Set down each record exactly as written.

[Collected data entries]
☆ ☆ ☆ ☆ ☆ ☆ ☆
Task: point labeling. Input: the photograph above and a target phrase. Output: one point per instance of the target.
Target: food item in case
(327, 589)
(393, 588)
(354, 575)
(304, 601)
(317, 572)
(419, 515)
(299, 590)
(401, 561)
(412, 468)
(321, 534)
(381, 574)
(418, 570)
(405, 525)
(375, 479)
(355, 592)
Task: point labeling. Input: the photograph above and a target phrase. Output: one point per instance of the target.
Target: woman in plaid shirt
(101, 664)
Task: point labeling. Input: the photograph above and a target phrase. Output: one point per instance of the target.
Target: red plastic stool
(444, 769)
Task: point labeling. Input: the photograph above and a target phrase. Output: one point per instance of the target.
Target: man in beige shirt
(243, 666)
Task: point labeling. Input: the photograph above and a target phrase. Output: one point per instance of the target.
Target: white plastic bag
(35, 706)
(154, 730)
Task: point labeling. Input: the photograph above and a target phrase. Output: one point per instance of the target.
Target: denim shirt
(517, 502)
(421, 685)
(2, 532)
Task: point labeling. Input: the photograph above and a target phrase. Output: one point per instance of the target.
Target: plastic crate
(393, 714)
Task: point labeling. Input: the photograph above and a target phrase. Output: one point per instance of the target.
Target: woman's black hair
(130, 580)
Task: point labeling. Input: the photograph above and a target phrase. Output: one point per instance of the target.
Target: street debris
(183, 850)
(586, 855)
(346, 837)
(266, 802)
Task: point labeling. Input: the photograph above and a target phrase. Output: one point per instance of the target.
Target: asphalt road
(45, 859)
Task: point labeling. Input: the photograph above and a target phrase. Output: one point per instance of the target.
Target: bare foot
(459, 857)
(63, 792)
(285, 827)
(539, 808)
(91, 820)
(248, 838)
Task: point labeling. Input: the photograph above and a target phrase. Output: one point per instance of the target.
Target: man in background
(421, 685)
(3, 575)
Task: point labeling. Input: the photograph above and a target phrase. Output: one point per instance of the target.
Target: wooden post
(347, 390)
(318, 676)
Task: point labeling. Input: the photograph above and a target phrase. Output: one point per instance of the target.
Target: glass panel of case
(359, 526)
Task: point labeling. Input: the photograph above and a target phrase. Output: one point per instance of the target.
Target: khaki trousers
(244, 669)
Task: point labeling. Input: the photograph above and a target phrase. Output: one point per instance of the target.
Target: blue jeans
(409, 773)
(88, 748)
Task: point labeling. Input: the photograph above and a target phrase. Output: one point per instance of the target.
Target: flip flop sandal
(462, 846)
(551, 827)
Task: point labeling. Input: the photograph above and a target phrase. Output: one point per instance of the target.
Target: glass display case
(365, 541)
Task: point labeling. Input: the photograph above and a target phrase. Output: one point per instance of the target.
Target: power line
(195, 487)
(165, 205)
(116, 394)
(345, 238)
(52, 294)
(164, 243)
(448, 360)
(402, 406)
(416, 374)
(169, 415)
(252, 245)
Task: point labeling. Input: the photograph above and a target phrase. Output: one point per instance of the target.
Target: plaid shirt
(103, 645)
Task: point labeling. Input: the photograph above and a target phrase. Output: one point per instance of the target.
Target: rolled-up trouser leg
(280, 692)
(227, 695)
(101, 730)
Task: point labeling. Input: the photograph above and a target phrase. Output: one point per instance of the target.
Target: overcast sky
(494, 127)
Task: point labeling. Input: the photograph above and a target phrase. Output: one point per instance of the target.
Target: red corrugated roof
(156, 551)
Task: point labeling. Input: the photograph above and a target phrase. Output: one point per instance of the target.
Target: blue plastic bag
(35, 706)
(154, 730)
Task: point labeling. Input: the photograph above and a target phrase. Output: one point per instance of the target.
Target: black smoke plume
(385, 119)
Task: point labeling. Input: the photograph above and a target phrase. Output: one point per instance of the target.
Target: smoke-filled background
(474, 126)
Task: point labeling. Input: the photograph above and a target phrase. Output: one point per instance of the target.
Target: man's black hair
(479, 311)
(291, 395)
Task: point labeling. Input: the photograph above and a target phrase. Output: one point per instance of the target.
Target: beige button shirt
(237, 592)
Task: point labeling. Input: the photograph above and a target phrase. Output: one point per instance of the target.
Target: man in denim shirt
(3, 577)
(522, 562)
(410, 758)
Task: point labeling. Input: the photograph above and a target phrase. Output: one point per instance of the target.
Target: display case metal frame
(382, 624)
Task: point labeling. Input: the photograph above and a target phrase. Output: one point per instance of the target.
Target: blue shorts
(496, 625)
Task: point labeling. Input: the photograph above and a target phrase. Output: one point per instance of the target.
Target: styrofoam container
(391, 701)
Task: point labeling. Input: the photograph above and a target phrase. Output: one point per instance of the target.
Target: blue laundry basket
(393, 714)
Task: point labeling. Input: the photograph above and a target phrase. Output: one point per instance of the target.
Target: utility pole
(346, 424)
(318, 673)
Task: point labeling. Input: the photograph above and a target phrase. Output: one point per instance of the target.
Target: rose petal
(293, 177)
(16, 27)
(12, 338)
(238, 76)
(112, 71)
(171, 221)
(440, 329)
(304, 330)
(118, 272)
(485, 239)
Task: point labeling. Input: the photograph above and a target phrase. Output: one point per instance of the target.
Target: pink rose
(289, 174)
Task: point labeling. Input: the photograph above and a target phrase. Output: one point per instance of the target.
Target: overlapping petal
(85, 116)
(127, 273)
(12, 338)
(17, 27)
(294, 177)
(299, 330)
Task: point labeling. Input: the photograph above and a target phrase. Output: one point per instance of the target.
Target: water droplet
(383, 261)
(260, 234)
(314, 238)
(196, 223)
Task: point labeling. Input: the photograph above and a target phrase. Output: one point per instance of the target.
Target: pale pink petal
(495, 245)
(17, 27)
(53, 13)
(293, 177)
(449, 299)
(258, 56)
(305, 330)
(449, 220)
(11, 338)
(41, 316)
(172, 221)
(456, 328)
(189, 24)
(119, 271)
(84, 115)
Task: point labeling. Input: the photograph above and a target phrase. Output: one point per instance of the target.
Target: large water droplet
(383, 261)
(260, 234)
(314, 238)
☆ ☆ ☆ ☆ ☆ ☆ ☆
## WRITTEN ANSWER
Task: point labeling. Input: the photograph above and a target phrase. Output: one point per instance of the target.
Target: food item in case
(327, 589)
(393, 588)
(354, 575)
(304, 601)
(317, 572)
(419, 515)
(299, 590)
(401, 561)
(412, 468)
(321, 534)
(381, 574)
(418, 570)
(405, 525)
(375, 479)
(355, 592)
Task: point labeling. Input: the photograph above and a target phrase. Output: one point per instance of the target.
Target: woman in plaid shirt
(101, 664)
Task: point labeling. Input: the photograph above and a target phrase. Output: one point per instance of the target.
Target: red plastic stool
(444, 769)
Task: point labeling. Input: the photograph above and a target phrase. Output: one point per instance of the target.
Target: man in beige shirt
(243, 666)
Task: point labeling. Input: the photograph above and a target phrase. Output: one point per instance of the target.
Target: white plastic bag
(35, 706)
(154, 730)
Task: point labeling. Input: the photograph above and a target phrase. Output: one point per instance of the target.
Target: denim shirt
(517, 502)
(421, 685)
(2, 532)
Task: point labeling. Input: the photograph above and a target phrase. Output: one point per instance of the target.
Target: plastic crate
(393, 714)
Task: point labeling. Input: the photograph above and a target phrase. Output: one point per instance of the target.
Target: woman's black hair
(130, 580)
Task: point labeling. Input: the photograph above and a target phrase. Output: one point per instance of the target.
Target: street debris
(183, 850)
(586, 855)
(346, 837)
(266, 802)
Task: point labeling. Input: the photograph above and a target phrase. Output: one point per instance of the target.
Target: asphalt road
(45, 859)
Task: point labeling. Input: the photograph above and a target phrase. Output: one point per instance of the target.
Target: bare foot
(459, 857)
(63, 792)
(285, 827)
(539, 808)
(91, 820)
(248, 838)
Task: point labeling. Input: the photograph above and a target phrase. Output: one point per instance of the target.
Target: man in background
(421, 685)
(3, 575)
Task: point labeling. Input: the photograph above and a target phrase. Output: one point per instance of the target.
Target: wooden post
(347, 390)
(318, 676)
Task: point labeling. Input: the photograph above and a target phrase. Output: one point per instance of the target.
Target: glass panel of case
(359, 526)
Task: point labeling. Input: the photograph above and a target phrase. Output: one point per instance of the target.
Target: khaki trousers
(244, 669)
Task: point labeling. Input: the photograph above and a target phrase. Output: one point per instance of the target.
Target: blue jeans
(409, 773)
(88, 748)
Task: point labeling. Input: the photograph above and a target phrase. Output: one point per instance of the target.
Target: flip flop sandal
(462, 846)
(551, 827)
Task: point labeling. Input: the photograph above and a target phrase. Output: one point per instance of the target.
Target: glass display case
(365, 541)
Task: point labeling. Input: the photograph above and a target phrase. Output: one point per instance of the target.
Target: power line
(195, 487)
(165, 205)
(116, 394)
(345, 238)
(52, 294)
(164, 243)
(448, 360)
(402, 406)
(416, 374)
(169, 415)
(252, 245)
Task: point labeling. Input: the photograph above and a target phrase. Output: one point per instance of the target.
Target: plaid shirt
(103, 645)
Task: point labeling. Input: the photograph above and a target phrase. Output: one point per instance of the target.
Target: rolled-up trouser leg
(280, 692)
(227, 695)
(101, 730)
Task: point labeling. Input: the photograph above and a target phrase. Output: one point per instance of the target.
Target: overcast sky
(494, 127)
Task: point labeling. Input: the photograph above and a target phrase. Output: one point per instance of the target.
Target: red corrugated roof
(156, 551)
Task: point labeling. Input: the photograph above and a target phrase. Output: one point per instance of the target.
Target: blue plastic bag
(35, 706)
(154, 730)
Task: point labeling. Input: the photograph above and a target phrase. Output: one point per instance of the target.
Target: black smoke plume
(385, 119)
Task: point labeling. Input: the photograph above and a target phrase. Output: one point per instance of the target.
Target: smoke-filled background
(474, 126)
Task: point labeling. Input: the photograph above and a target phrase. Output: one point per instance of the target.
Target: man's black hair
(479, 311)
(291, 395)
Task: point labeling. Input: the photograph above and a target phrase. Output: one point per instance of the target.
Target: beige button shirt
(237, 592)
Task: point labeling. Input: the photograph above and a target phrase. Output: one point per instance of the target.
Target: man in denim shirt
(3, 577)
(522, 562)
(410, 758)
Task: point labeling. Input: the photograph above and a target phrase. Output: one point per instance of the target.
Target: display case metal frame
(382, 624)
Task: point labeling. Input: the photograph above and a target phrase. Output: one point per instance of the target.
Target: blue shorts
(496, 625)
Task: point labeling. Input: the photograph above and a target phrase. Output: one point per instance of the target.
Target: styrofoam container
(391, 701)
Task: point labeling. Input: the photograph above and a target phrase. Output: one point per instance of the target.
Target: blue laundry basket
(393, 714)
Task: point labeling. Input: the photograph above and a target phrase. Output: one point per instance of the target.
Target: utility pole
(346, 424)
(318, 673)
Task: point labeling. Input: the photograph above and a target phrase. Output: one point per instance of the target.
Target: rose petal
(293, 177)
(16, 27)
(12, 338)
(238, 76)
(112, 71)
(171, 221)
(440, 329)
(304, 330)
(118, 272)
(485, 239)
Task: point labeling. Input: the photograph above and a target phrase. Output: one point per instance of the target.
Target: pink rose
(289, 174)
Task: point labeling. Input: the photograph above and a target phrase. Output: one point per instance of the target.
Target: overlapping petal
(85, 116)
(127, 273)
(12, 338)
(17, 27)
(294, 177)
(299, 330)
Task: point labeling. Input: the photograph above and a target phrase. Output: one point per instance of the target.
Target: water droplet
(383, 261)
(260, 234)
(314, 238)
(196, 223)
Task: point labeling. Input: the photograph above and a target phrase. Output: one point per instance of the target.
Target: pale pink petal
(495, 245)
(17, 27)
(53, 13)
(293, 177)
(449, 299)
(258, 56)
(305, 330)
(449, 220)
(11, 338)
(41, 316)
(172, 221)
(456, 328)
(189, 24)
(119, 271)
(84, 115)
Task: point labeling. Input: the photograph above and a target phrase. Output: one point per instance of the target.
Target: large water droplet
(383, 261)
(260, 234)
(314, 238)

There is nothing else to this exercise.